- **GIVEN INSTRUCTION**
Change every "drill" to "exercise" in the entries below and leave all other text the same. Leave the pictures out of your answer.

Image location labeling entries:
**********
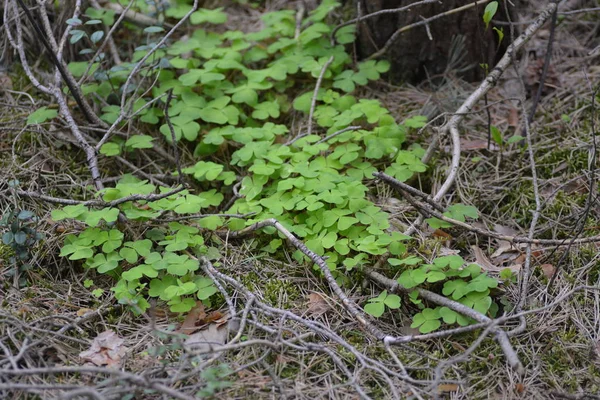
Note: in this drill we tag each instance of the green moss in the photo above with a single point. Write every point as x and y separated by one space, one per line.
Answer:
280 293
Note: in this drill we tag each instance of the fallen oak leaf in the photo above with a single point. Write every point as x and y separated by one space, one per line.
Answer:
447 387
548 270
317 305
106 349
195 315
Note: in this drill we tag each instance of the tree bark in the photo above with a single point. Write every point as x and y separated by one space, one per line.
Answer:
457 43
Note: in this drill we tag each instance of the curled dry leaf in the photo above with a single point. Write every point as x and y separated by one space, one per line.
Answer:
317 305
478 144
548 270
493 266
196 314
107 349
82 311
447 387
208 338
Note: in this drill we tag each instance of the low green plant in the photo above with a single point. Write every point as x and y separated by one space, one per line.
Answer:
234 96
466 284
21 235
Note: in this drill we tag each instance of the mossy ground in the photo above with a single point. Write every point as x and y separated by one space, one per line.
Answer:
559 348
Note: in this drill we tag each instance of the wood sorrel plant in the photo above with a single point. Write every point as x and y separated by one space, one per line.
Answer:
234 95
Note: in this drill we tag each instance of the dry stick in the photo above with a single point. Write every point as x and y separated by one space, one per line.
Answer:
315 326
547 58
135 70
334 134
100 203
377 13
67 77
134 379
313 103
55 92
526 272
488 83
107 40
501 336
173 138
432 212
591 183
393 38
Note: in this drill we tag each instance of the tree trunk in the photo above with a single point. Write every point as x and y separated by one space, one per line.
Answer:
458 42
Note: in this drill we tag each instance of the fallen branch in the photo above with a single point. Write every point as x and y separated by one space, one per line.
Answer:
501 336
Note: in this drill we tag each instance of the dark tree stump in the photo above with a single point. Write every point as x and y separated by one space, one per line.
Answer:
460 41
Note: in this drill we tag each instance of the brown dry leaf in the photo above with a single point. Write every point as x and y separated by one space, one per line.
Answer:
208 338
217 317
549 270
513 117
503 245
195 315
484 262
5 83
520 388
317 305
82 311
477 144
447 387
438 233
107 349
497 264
**********
- **EXPECTED ANSWER**
Note: in this exercise we tag each instance of the green moss in the photo above with a single point. Write every point as x and y separated by one space, one per line.
Answer:
280 293
Note: in this exercise we tag each instance of the fallen oak leaf in the photo above with a single point. Write every point as x and y separated by one space, one per line.
Answer:
447 387
548 270
317 305
106 349
195 315
Note: in this exercise we tag each instance of the tree bark in the photo above with a single point. Write every point as x and y separated by one space, one per line.
Answer:
457 43
Note: in this exercise we tag each instance of the curled dry leaf in the photo above with a single point. Write every point as x and y separated by one space, one per line.
Answer:
317 305
478 144
548 270
493 266
196 314
107 349
82 311
447 387
208 338
Note: in this exercise we tag each instance of the low green plant in the photo above with a single point. Write every point as x and y separated by one space, one per line.
Answer:
234 96
466 284
21 235
Note: in this exercise we tag each instance of the mossy ground in the photo above with a single point. Write every point as x and y separated by one space, one per line.
Answer:
559 348
Note: in this exercise we tag each instance of the wood sorrel plant in the photo above with a single point. Write every point as x and y separated by one space, one per line.
Answer:
234 95
Note: in this exercise we tag each instance of the dry stick in the photo above with a single point. Write every point as x and y separated by one space, one per line.
Answer:
315 326
547 58
135 70
334 134
100 203
377 13
67 77
134 379
313 103
55 92
526 272
488 83
107 40
501 336
173 138
432 212
591 183
393 38
Note: in this exercise we tag each instance of the tree trunk in the photo above with a single point. Write every point as x and y separated by one space, one per line.
Answer:
458 42
Note: in this exercise we tag each instance of the fallen branch in the photo above with a single point. Write every point as x and y separated by one space, one per line.
Answer:
501 336
Note: in this exercise we tag each instance of the dark tree stump in the photo above with a single point. Write every point as x and y separated by one space, one per line.
Answer:
460 41
Note: in this exercise we tag each instance of the brown dry leaf in the photo above with a single point. Write every point as x and y separated by one space, one per line.
Answer:
208 338
217 317
549 270
513 117
503 245
195 315
484 262
5 83
520 388
317 305
82 311
477 144
447 387
438 233
107 349
497 264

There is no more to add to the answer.